### What to produce
Would you return exactly the lines running from the one with "Question. The photograph above contains instances of the green" to the bottom of the listing below, and no others?

### Raw data
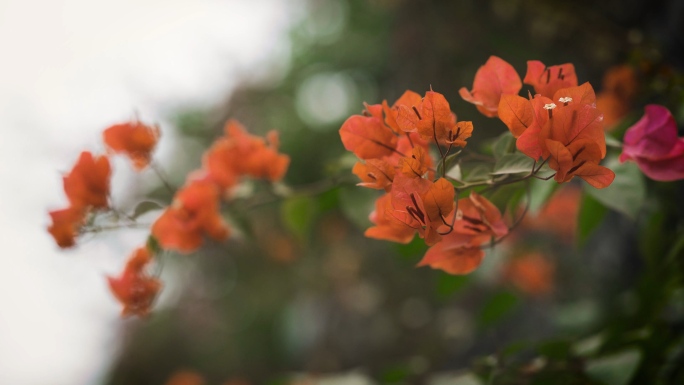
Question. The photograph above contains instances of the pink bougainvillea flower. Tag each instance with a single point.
(494, 79)
(135, 139)
(134, 288)
(653, 144)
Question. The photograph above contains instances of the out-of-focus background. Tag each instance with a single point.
(300, 290)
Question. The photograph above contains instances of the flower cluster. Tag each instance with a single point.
(559, 126)
(193, 214)
(87, 185)
(393, 145)
(653, 144)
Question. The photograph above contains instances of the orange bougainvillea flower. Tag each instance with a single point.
(547, 80)
(433, 120)
(134, 288)
(492, 80)
(387, 227)
(240, 154)
(88, 182)
(460, 252)
(409, 99)
(134, 139)
(566, 130)
(375, 173)
(193, 214)
(65, 225)
(368, 137)
(530, 273)
(422, 205)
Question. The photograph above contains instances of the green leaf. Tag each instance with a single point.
(357, 203)
(590, 217)
(504, 144)
(540, 192)
(513, 164)
(298, 215)
(498, 306)
(615, 369)
(588, 346)
(448, 285)
(455, 172)
(449, 162)
(627, 192)
(145, 207)
(555, 349)
(475, 172)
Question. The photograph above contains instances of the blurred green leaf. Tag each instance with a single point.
(616, 369)
(540, 192)
(513, 164)
(357, 203)
(449, 162)
(627, 192)
(455, 172)
(145, 207)
(474, 172)
(504, 144)
(298, 215)
(448, 285)
(497, 307)
(395, 374)
(555, 349)
(588, 346)
(591, 215)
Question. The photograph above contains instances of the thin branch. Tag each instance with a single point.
(162, 176)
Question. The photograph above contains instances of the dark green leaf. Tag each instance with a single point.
(498, 306)
(513, 164)
(448, 285)
(540, 192)
(505, 144)
(555, 349)
(357, 203)
(475, 172)
(298, 215)
(627, 192)
(450, 160)
(590, 217)
(145, 207)
(616, 369)
(455, 172)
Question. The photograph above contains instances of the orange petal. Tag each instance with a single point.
(516, 112)
(367, 137)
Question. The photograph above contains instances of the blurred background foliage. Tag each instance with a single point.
(588, 289)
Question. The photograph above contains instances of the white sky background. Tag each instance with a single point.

### Answer box
Question. The photograph above contains instances of the green leaf. Tag each instance with a single point.
(357, 203)
(590, 217)
(504, 144)
(540, 192)
(513, 164)
(298, 215)
(498, 306)
(615, 369)
(588, 346)
(448, 285)
(455, 172)
(449, 162)
(627, 192)
(145, 207)
(555, 349)
(475, 172)
Question. The photograph above contains instances of the blurred green leaf. Tag each instance with a single point.
(616, 369)
(540, 192)
(513, 164)
(357, 203)
(449, 162)
(627, 192)
(455, 172)
(145, 207)
(474, 172)
(504, 144)
(298, 215)
(448, 285)
(497, 307)
(395, 374)
(555, 349)
(588, 346)
(591, 215)
Question. The photograph above contains instances of the thin branch. Tag each instance with a single point.
(162, 176)
Question. The photograph above contains instances of the dark green leaf. Tag each instance with a single point.
(498, 306)
(513, 164)
(448, 285)
(540, 192)
(505, 144)
(555, 349)
(357, 203)
(475, 172)
(298, 215)
(627, 192)
(450, 160)
(590, 217)
(145, 207)
(616, 369)
(455, 172)
Question. The photograph above contains instances of the orange petal. Tag each instance with a single point.
(516, 112)
(367, 137)
Question. The photograph above contains instances of the blurred background foliage. Tag each instance with a single point.
(588, 289)
Question. The photograph above contains instances of the white sky background. Tag each instance with a single point.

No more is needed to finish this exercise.